Text block =

You seem to think that effort spent making something to compete with Microsoft means both
1) Cloning the MS equivalent, and
2) Entirely separate from effort spent innovating
I don’t think that either of these are true. I think that is our biggest point of contension.
Last time I looked at Gnome, it sure looked like a Windows clone to me. Oh wait, it was “vastly different”. It had a paw on it’s menu button instead of the Microsoft logo and the word ‘start’.
You probably used a version of Gnome shipped by a distribution that made Gnome look more like Windows.
At any rate, spatial nautilus, different dialog layouts, HIG, default setup, panels, drawers, applets, configuration schemes, etc. all make Gnome vastly different from Windows.
…changing the wallpaper on GNOME is difficult, he is trying to start a flame war. Of all things that GNOME can be accused of, being hard to configure is not one of them. There is not usually much to configure, and that is the way it should be.
What I’m hoping to see is a new revision to XUL that helps promote it to a more general UI language. IIRC, the current version of XUL does not describe many common windowing UI elements, which was a design decision so that it could be finished for the web-platform functions in the Mozilla app suite.
However, today KDevelop and Glade describe UI elements using an XML language as an intermediary step to compiling the application. I understand libglade can even run and application using this intermediate step without compilation.

Work instructions =
a. Print the stretch of the Gnome discussion from "You seem to" through "different from Windows.".
b. According to the Gnome discussion, why does the current version of XUL not describe many common windowing UI elements?
c. List every feature the Gnome discussion names as making Gnome vastly different from Windows.

Records =
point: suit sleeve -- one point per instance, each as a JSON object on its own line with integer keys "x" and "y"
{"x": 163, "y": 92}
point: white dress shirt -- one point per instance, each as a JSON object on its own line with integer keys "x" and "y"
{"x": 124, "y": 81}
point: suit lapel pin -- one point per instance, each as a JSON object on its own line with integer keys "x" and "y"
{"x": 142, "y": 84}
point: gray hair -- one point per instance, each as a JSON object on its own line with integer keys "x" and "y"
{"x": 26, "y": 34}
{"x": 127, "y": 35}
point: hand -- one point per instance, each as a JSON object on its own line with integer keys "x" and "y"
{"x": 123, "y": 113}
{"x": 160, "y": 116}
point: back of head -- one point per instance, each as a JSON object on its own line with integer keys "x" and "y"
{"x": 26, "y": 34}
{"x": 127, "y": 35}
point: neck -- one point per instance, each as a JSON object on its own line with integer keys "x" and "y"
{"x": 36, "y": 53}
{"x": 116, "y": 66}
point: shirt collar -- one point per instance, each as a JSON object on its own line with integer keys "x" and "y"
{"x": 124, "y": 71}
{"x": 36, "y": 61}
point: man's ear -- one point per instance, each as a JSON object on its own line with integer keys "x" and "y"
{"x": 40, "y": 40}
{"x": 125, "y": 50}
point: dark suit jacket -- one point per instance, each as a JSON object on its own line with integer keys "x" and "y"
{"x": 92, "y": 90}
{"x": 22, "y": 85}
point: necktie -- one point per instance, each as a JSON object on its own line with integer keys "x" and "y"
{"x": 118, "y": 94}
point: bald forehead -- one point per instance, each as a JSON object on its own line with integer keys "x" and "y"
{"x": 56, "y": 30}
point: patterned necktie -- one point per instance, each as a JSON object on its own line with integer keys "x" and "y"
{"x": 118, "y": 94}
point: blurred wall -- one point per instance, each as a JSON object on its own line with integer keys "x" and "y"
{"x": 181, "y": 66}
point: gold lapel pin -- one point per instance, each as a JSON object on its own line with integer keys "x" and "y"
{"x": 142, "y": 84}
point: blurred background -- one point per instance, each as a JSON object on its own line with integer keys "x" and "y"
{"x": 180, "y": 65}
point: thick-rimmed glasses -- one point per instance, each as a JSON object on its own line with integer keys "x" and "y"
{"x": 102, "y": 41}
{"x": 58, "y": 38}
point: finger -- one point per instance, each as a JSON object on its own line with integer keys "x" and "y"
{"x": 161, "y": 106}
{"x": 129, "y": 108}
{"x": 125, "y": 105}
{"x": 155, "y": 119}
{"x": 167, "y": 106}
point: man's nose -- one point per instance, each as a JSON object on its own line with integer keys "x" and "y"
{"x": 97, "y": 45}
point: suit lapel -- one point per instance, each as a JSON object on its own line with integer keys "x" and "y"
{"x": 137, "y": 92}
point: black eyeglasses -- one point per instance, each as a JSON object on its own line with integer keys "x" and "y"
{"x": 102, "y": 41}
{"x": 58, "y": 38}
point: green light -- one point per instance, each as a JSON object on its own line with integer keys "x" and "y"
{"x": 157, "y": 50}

Answers for this exercise =
a.
You seem to think that effort spent making something to compete with Microsoft means both
1) Cloning the MS equivalent, and
2) Entirely separate from effort spent innovating
I don’t think that either of these are true. I think that is our biggest point of contension.
Last time I looked at Gnome, it sure looked like a Windows clone to me. Oh wait, it was “vastly different”. It had a paw on it’s menu button instead of the Microsoft logo and the word ‘start’.
You probably used a version of Gnome shipped by a distribution that made Gnome look more like Windows.
At any rate, spatial nautilus, different dialog layouts, HIG, default setup, panels, drawers, applets, configuration schemes, etc. all make Gnome vastly different from Windows.

b. Leaving them out was a design decision. It let XUL be finished for the web-platform functions in the Mozilla app suite.

c.
- spatial nautilus
- different dialog layouts
- HIG
- default setup
- panels
- drawers
- applets
- configuration schemes